[Written task]:
Put the data from its first line up to and including the line with "[(53, 492)]" into a Markdown table with the columns "No." and "Text". Give each line a row number and leave out blank lines.

[Dataset rows]:
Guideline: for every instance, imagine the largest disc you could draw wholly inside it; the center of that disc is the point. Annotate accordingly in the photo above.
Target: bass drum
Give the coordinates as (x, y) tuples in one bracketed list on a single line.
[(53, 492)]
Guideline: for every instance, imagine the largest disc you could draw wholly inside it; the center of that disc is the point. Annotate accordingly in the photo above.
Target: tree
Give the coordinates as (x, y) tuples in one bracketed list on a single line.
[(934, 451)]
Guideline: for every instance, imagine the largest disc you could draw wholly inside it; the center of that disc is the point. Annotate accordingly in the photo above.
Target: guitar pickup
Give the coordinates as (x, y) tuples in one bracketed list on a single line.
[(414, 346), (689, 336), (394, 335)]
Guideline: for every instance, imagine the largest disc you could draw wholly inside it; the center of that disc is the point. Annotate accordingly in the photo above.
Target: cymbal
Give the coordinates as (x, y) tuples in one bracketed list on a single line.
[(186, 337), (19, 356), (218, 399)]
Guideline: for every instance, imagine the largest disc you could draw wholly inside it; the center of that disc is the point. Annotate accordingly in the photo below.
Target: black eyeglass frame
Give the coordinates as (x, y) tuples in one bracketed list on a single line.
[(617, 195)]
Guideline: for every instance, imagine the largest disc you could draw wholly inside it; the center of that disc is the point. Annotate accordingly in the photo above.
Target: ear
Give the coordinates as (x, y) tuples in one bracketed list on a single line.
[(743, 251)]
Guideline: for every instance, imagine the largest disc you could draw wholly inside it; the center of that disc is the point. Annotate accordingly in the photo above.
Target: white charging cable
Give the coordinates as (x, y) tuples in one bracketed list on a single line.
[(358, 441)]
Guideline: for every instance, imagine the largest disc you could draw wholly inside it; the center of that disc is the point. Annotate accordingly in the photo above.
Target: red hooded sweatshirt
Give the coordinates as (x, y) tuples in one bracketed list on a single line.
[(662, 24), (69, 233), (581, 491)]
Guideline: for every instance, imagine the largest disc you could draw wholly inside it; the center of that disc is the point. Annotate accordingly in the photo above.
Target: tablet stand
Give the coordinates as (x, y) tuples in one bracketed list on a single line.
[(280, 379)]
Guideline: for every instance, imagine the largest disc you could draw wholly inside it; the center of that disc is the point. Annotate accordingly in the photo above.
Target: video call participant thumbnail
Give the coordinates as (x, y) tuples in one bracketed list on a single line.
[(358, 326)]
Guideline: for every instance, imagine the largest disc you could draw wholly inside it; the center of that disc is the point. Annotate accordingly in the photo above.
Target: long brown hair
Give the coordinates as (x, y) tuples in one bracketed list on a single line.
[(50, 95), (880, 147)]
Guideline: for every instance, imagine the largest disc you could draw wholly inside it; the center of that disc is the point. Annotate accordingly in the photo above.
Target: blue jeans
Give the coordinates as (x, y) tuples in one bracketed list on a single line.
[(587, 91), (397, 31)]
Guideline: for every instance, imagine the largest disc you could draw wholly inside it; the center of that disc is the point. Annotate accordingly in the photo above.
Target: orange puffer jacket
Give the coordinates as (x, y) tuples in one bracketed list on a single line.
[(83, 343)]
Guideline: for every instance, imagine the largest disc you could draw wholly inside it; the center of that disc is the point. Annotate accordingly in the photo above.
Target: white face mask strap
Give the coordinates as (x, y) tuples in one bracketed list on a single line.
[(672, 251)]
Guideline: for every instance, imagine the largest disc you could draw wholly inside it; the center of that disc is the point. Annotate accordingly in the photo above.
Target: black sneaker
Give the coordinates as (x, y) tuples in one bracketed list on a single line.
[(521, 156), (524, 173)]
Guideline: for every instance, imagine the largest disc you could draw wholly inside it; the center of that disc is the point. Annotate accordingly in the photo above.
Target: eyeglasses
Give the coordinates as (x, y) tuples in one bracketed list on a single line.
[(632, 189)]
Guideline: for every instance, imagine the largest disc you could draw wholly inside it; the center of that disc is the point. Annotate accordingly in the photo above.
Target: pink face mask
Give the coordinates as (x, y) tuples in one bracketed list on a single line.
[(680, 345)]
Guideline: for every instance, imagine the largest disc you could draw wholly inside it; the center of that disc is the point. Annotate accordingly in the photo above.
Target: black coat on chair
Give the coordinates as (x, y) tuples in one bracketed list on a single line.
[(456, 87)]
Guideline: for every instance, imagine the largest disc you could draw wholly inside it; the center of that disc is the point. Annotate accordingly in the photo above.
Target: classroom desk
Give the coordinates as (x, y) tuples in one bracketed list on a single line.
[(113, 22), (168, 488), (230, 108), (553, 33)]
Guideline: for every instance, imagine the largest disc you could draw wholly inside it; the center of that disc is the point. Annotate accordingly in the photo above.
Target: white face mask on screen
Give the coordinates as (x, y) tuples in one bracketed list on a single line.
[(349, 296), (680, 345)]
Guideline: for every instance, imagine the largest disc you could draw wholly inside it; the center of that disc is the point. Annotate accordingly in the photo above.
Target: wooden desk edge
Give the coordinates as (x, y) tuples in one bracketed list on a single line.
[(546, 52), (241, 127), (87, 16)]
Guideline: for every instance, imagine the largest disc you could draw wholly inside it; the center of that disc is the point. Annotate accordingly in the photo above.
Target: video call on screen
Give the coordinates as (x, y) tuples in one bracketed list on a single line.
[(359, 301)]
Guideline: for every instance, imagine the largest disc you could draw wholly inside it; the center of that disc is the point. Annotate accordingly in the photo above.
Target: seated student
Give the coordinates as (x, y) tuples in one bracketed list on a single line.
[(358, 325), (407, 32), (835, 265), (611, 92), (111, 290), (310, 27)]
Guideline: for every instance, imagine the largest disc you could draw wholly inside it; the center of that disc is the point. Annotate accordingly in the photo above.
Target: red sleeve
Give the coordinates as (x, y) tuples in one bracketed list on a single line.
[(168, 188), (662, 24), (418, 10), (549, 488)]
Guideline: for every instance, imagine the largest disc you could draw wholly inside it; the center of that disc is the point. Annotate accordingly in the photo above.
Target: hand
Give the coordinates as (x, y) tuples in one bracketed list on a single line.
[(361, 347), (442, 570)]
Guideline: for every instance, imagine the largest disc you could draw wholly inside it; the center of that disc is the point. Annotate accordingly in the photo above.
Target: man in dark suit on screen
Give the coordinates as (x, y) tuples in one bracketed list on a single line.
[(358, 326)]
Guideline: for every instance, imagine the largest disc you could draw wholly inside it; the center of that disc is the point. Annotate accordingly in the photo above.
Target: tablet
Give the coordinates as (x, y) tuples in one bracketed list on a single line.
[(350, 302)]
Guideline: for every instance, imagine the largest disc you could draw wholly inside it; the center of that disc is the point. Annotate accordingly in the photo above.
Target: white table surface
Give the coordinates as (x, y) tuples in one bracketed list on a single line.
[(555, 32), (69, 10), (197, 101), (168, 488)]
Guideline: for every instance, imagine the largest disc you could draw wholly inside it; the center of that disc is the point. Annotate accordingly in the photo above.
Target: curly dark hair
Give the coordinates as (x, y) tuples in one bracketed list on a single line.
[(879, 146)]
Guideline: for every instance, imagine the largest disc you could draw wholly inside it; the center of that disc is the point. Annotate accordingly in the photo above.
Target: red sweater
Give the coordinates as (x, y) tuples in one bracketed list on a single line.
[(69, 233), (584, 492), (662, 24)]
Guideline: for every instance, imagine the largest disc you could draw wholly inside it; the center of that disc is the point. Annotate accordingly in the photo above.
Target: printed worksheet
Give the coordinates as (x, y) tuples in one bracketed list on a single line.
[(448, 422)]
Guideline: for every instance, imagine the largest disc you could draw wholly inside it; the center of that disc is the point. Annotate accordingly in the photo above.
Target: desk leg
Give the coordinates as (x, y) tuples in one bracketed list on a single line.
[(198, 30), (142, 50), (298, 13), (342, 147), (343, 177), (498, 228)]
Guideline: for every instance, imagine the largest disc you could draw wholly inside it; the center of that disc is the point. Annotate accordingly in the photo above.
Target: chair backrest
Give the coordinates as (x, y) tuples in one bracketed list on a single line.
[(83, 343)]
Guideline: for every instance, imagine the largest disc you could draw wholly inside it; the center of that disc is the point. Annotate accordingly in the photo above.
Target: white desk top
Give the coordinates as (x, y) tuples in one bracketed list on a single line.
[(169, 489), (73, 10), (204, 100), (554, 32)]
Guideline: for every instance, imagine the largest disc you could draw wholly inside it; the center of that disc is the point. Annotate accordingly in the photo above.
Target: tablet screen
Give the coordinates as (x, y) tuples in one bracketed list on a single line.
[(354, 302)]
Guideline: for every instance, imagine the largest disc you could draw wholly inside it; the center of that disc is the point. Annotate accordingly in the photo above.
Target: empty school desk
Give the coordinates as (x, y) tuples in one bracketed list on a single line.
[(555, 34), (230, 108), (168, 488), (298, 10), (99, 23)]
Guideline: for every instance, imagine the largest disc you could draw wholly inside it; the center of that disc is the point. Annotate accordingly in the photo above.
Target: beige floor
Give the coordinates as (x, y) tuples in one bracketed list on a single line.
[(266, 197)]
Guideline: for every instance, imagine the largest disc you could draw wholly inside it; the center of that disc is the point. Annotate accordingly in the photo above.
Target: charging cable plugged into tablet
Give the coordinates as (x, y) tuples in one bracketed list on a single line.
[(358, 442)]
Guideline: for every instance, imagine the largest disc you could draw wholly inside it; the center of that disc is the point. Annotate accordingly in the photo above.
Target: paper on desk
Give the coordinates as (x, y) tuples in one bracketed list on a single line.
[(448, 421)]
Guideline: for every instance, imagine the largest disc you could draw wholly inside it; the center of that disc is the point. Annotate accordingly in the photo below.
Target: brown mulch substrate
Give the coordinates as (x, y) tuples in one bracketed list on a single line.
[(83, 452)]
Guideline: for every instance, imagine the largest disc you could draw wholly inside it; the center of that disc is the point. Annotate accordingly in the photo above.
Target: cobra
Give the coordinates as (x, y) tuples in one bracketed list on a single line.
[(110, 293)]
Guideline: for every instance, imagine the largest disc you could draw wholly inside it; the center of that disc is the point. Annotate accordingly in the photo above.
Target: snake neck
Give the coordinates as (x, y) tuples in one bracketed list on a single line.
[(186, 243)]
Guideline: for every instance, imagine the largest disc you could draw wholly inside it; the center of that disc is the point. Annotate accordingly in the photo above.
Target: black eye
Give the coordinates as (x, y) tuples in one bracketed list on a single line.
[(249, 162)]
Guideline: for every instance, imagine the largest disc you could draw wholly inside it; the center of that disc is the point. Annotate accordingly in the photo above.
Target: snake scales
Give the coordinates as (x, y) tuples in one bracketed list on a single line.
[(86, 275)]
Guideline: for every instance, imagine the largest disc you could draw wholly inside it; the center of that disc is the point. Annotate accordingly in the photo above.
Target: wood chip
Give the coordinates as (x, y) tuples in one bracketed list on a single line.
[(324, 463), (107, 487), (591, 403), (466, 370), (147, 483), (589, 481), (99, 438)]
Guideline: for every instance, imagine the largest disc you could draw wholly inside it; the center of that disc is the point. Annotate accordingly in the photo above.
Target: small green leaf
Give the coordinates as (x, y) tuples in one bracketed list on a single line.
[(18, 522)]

[Finished answer]:
| No. | Text |
|---|---|
| 1 | Guideline: for every instance, imagine the largest disc you could draw wholly inside it; the center of that disc is the point. Annotate accordingly in the photo above. |
| 2 | Target: bass drum |
| 3 | Give the coordinates as (x, y) tuples in one bracketed list on a single line. |
| 4 | [(53, 492)] |